In the passage on acceleration below, retype the part from "Look at the" to "t = 0.200t\)".

§ PASSAGE GIVEN

— begin —

These are the key concepts you need to understand to accurately answer the question.

Average Acceleration Calculation
The average acceleration of an object is a measure of how quickly its velocity changes over a specific time interval. To find the average acceleration, use the formula:
  • \(a_{\text{avg}} = \frac{v_{x}(t_{2}) - v_{x}(t_{1})}{t_{2} - t_{1}}\)

Look at the car's velocity function, which is \(v_{x}(t) = 3.00 + 0.100 t^{2}\). Here, you calculate the velocity at two different points in time.
For the interval from \(t=0\) to \(t=5.00\) seconds, the velocity changes from \(3.00 \, \text{m/s}\) to \(5.50 \, \text{m/s}\).
This results in an average acceleration of \(0.500 \, \text{m/s}^2\). Understanding how velocity changes over time is key to grasping average acceleration concepts.
Instantaneous Acceleration
Instantaneous acceleration is the rate at which velocity changes at a specific moment. Unlike average acceleration, it's not an overall rate over a period, but a snapshot at a precise time.
To find the instantaneous acceleration, take the derivative of the velocity function with respect to time. For the velocity function \(v_{x}(t) = 3.00 + 0.100 t^{2}\), differentiate to get:
  • \(a_{x}(t) = 2 \beta t = 0.200t\)

Evaluate at specific times to find:
  • At \(t=0\), \(a_{x}(0) = 0.00 \, \text{m/s}^2\).
  • At \(t=5.00\), \(a_{x}(5.00) = 1.00 \, \text{m/s}^2\).

— end —

§ RECORD SET
— begin —

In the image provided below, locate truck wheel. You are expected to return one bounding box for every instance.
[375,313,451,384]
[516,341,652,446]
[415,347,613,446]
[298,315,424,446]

— end —

§ FINISHED EXERCISE
Look at the car's velocity function, which is \(v_{x}(t) = 3.00 + 0.100 t^{2}\). Here, you calculate the velocity at two different points in time.
For the interval from \(t=0\) to \(t=5.00\) seconds, the velocity changes from \(3.00 \, \text{m/s}\) to \(5.50 \, \text{m/s}\).
This results in an average acceleration of \(0.500 \, \text{m/s}^2\). Understanding how velocity changes over time is key to grasping average acceleration concepts.
Instantaneous Acceleration
Instantaneous acceleration is the rate at which velocity changes at a specific moment. Unlike average acceleration, it's not an overall rate over a period, but a snapshot at a precise time.
To find the instantaneous acceleration, take the derivative of the velocity function with respect to time. For the velocity function \(v_{x}(t) = 3.00 + 0.100 t^{2}\), differentiate to get:
  • \(a_{x}(t) = 2 \beta t = 0.200t\)